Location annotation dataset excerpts
— Begin —
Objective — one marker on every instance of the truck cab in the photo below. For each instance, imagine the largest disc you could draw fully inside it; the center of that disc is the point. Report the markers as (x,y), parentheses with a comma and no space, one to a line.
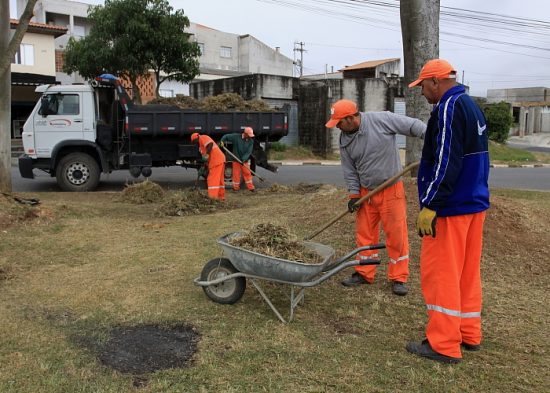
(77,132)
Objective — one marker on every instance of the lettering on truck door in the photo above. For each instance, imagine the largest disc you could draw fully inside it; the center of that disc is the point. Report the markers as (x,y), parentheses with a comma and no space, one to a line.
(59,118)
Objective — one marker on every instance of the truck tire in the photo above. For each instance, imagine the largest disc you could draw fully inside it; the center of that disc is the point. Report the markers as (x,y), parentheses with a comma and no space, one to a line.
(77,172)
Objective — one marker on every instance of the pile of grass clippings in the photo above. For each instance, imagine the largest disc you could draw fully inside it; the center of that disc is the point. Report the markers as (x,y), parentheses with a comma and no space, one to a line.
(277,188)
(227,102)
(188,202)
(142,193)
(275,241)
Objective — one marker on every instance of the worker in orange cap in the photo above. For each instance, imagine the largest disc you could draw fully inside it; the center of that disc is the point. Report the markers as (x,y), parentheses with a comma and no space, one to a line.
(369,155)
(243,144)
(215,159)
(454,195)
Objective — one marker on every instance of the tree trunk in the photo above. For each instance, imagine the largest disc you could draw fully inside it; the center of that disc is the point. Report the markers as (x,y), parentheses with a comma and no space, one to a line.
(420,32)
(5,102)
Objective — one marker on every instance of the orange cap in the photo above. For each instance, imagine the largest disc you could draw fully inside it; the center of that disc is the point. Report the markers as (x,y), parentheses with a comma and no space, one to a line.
— End —
**What you should do**
Update all of the data above so that "truck tire" becomes "truck wheel", with everything else left unchanged. Leave the pictures out of your answer.

**Written reply**
Objective — one marker on every instance of the truck cab in the photo below. For each instance, imagine the largest disc you could draw fully inside it; the center of that disc is the point. Report the markers as (x,y), parentheses with a comma and no space, one to a line.
(77,132)
Objective — one marker on every instance of the lettering on truck door in the photo above. For each instance, imagine the largest disc you could draw fully inside it; the center of that disc is the point. Report the markers as (x,y), parentheses with a comma and no space, one to a line.
(59,118)
Objective — one marker on every instance of the truck wheel in the photo above. For each instance, imagine the largest disc you could draw fully inside it; the center of that disc is the point. Report the markers as (x,y), parentheses with a comma and no space, one to a line.
(77,172)
Objective — one marker on every instance of the pile of grass clippings in the photo above. For each instance, imagine the largest disc you could draw fully inside it; the center of that disc is the point. Report the markers as (x,y), parentheses with a comma and no space, one to a line.
(277,188)
(227,102)
(188,202)
(142,193)
(275,241)
Objective — one marker on every instance of the worker in orange cap in the photo above. For each instance, imagine the largest disc you could draw fully inside it; the center of that disc is the point. Report the markers as (x,y), parentheses with a comma and no space, one to a line.
(369,155)
(243,144)
(215,159)
(454,195)
Objective — one marker on every instance of the tree trunk in the photo above. For each instance, imagine the largest disc you could draw fully inside it; the center of that disc is the point. Report the markers as (x,y), parentheses with a comma and no space, one to a line.
(420,32)
(5,102)
Objective — one marker on every instance of the orange cap in the photo above. For each instance, imagine the largest disc you could draw fully inside it; the center of that disc is the point. Report the markers as (x,y), parentheses with a comma and no space, one to a line.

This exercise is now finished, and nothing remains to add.